### Trecho do texto
◇ ◇ ◇ ◇ ◇ ◇ ◇
Além do efeito cicatrizante, a pesquisadora identificou outras vantagens do uso da MDAPT na cirurgia, como a ação antiálgica (de combate à dor) e o fato de ela ser estéril e não promover a contaminação, em situações em que a lesão já está infectada. Com isso, a recuperação acaba se tornando mais rápida e fácil para os tutores, que não precisam trocar curativos a todo tempo. Somem-se a isso facilidades de ordem prática para a cirurgia, como o armazenamento e manuseio. 

Pesquisadora observa um curativo de pele da tilápia ao microscópio (Foto: Viktor Braga/UFC Informa)
Até o momento mais de 400 animais foram submetidos ao procedimento, com sucesso (Foto: Viktor Braga/UFC Informa)

O trabalho do NPDM concentrou-se nas cirurgias de córnea, não havendo indicação até o momento para intervenções de outro tipo, como alterações intraoculares, descolamento de retina ou degenerações. “Não fizemos esses testes ainda, mas o que temos é muito promissor. Ainda há muito por se descobrir com o uso da tilápia em oftalmologia”, explica a pesquisadora, que também é professora da Universidade Estadual do Ceará (UECE). 

A pesquisa avança agora para o tratamento de gatos, animais que são mais suscetíveis a processos inflamatórios que os cães. Segundo Mirza, cerca de dez gatos já foram operados, todos com sucesso. Há ainda conversas com oftamologistas para futuramente aplicar a mesma técnica em humanos. 

COMO NASCEU A IDEIA 

As cirurgias foram realizadas na clínica em que a pesquisadora Mirza Melo trabalha, o Centro de Olhos Veterinários. Foi a partir das demandas cotidianas da clínica que a cirurgiã sentiu a necessidade de encontrar alternativas ao uso das membranas comerciais. De início, começou a estudar o uso da pele da tilápia in natura com uma preparação semelhante a outras membranas biológicas. A pesquisadora já conhecia o impacto da pele da tilápia no tratamento dos queimados e sabia que a recuperação da córnea é parecida com a da pele. Decidiu então realizar uma primeira cirurgia com um shih-tzu em 2019, que foi bem-sucedida.
◇ ◇ ◇ ◇ ◇ ◇ ◇
### Descrições de regiões em linguagem natural
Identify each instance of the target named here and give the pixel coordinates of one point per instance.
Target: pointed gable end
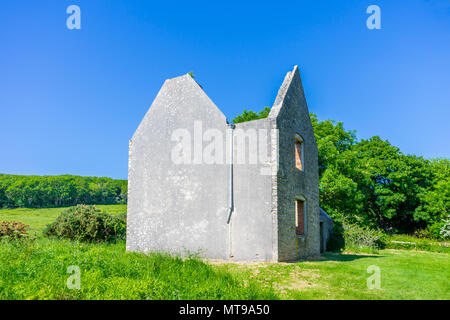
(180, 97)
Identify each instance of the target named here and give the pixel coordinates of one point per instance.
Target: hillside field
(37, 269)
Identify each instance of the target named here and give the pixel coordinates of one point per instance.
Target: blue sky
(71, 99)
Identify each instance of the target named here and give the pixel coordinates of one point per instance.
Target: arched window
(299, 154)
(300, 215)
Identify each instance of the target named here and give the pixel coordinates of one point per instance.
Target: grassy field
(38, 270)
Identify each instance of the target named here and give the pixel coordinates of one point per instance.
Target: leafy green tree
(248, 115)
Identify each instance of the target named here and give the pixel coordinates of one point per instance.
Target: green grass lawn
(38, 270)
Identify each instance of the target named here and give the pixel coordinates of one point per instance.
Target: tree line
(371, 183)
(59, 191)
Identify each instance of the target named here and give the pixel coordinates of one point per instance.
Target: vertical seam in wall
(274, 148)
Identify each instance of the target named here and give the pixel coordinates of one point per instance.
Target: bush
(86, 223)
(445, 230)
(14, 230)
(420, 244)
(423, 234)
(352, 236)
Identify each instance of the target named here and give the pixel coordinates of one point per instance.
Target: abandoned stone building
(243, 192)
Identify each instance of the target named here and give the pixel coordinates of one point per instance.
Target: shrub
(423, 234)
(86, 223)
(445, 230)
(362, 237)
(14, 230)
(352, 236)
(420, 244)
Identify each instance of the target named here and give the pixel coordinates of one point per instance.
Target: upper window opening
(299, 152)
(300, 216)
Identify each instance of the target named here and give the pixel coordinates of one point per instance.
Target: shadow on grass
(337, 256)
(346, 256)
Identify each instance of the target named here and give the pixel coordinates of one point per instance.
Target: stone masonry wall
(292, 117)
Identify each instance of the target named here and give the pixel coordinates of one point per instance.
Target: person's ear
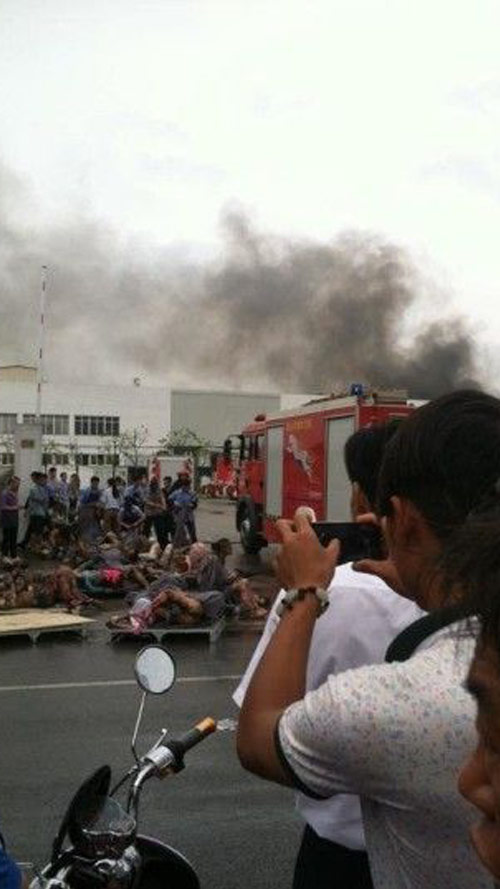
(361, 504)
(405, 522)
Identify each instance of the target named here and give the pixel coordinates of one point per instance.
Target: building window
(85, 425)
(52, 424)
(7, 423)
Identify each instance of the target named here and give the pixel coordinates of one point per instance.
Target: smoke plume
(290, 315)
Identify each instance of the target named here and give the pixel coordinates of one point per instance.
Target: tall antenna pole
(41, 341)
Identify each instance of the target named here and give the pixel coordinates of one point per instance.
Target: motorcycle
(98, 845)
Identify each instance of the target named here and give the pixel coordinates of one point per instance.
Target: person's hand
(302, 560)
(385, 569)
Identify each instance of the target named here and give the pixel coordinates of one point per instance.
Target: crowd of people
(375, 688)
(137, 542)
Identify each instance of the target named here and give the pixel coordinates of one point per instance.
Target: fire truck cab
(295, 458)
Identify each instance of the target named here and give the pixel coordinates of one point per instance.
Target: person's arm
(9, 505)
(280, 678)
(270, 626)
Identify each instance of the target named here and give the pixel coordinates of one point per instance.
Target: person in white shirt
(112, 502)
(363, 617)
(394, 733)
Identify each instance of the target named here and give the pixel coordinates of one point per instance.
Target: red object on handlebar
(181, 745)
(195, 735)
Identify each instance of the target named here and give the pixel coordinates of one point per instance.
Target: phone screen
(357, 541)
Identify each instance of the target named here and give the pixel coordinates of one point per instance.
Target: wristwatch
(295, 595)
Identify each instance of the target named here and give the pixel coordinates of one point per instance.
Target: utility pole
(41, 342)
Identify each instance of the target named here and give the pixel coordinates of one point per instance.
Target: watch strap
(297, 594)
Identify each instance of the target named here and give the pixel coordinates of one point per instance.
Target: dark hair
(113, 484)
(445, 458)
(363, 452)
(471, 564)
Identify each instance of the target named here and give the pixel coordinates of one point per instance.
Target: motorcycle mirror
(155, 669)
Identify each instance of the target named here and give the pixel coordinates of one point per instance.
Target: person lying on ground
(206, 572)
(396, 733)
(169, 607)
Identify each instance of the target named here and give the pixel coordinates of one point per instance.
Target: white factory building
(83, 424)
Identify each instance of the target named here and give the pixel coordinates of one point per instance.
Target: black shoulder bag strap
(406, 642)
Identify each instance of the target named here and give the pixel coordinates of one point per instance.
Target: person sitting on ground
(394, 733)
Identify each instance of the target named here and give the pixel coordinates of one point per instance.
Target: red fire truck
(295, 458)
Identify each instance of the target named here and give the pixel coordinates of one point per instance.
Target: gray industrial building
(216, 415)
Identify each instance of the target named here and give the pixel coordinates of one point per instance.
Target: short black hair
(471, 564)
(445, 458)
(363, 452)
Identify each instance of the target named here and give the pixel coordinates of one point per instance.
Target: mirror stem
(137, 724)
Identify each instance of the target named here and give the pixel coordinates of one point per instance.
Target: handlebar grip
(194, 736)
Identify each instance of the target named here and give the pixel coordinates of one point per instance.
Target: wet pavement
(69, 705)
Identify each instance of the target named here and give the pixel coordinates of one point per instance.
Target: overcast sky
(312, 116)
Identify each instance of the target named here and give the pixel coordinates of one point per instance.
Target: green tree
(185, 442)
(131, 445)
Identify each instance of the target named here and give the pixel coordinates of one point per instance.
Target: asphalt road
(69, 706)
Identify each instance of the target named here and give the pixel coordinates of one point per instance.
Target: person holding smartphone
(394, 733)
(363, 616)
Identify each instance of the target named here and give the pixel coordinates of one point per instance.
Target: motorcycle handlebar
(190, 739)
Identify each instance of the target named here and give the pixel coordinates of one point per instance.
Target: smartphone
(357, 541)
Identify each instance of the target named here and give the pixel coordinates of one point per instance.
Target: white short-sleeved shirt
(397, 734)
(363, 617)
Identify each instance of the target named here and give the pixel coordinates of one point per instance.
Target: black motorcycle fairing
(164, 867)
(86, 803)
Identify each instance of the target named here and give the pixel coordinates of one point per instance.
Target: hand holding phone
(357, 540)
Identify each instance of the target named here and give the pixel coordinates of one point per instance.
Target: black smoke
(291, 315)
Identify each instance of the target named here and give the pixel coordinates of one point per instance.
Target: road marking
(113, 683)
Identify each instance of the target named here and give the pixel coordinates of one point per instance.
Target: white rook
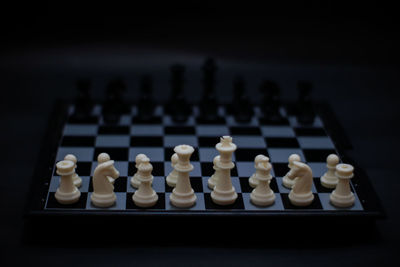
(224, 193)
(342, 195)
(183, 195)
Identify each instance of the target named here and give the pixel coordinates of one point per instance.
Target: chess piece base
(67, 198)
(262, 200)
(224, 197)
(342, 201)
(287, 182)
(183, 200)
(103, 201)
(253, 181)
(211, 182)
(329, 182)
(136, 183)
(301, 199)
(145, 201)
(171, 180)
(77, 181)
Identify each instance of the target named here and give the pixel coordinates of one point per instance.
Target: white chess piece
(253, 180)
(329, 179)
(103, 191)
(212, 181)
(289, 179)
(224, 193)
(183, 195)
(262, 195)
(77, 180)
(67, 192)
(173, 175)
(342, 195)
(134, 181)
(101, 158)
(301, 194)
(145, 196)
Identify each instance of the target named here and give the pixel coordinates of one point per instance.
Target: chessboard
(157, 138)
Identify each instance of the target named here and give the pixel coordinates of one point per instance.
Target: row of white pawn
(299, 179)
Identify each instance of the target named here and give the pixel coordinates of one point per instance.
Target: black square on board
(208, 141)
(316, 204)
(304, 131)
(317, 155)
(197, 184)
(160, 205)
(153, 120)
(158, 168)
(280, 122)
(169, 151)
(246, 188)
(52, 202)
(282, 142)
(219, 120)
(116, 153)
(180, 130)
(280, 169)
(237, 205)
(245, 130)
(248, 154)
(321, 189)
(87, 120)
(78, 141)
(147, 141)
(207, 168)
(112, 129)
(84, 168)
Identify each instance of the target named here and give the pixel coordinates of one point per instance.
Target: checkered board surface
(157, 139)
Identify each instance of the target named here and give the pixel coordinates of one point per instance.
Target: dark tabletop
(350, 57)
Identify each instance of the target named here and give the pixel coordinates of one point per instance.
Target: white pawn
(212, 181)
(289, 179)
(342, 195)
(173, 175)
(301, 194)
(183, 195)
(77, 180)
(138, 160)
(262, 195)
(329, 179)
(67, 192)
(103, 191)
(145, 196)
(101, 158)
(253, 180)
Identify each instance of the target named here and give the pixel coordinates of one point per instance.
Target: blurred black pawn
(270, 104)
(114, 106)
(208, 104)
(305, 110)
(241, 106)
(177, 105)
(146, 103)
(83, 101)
◇ ◇ ◇ ◇ ◇ ◇ ◇
### Atividade
Transcreva palavra por palavra o trecho do texto sobre a pele de tilápia que vai de "Pesquisadora observa um" até "do Ceará (UECE).", incluindo essas palavras.

### Resposta do exercício
Pesquisadora observa um curativo de pele da tilápia ao microscópio (Foto: Viktor Braga/UFC Informa)
Até o momento mais de 400 animais foram submetidos ao procedimento, com sucesso (Foto: Viktor Braga/UFC Informa)

O trabalho do NPDM concentrou-se nas cirurgias de córnea, não havendo indicação até o momento para intervenções de outro tipo, como alterações intraoculares, descolamento de retina ou degenerações. “Não fizemos esses testes ainda, mas o que temos é muito promissor. Ainda há muito por se descobrir com o uso da tilápia em oftalmologia”, explica a pesquisadora, que também é professora da Universidade Estadual do Ceará (UECE).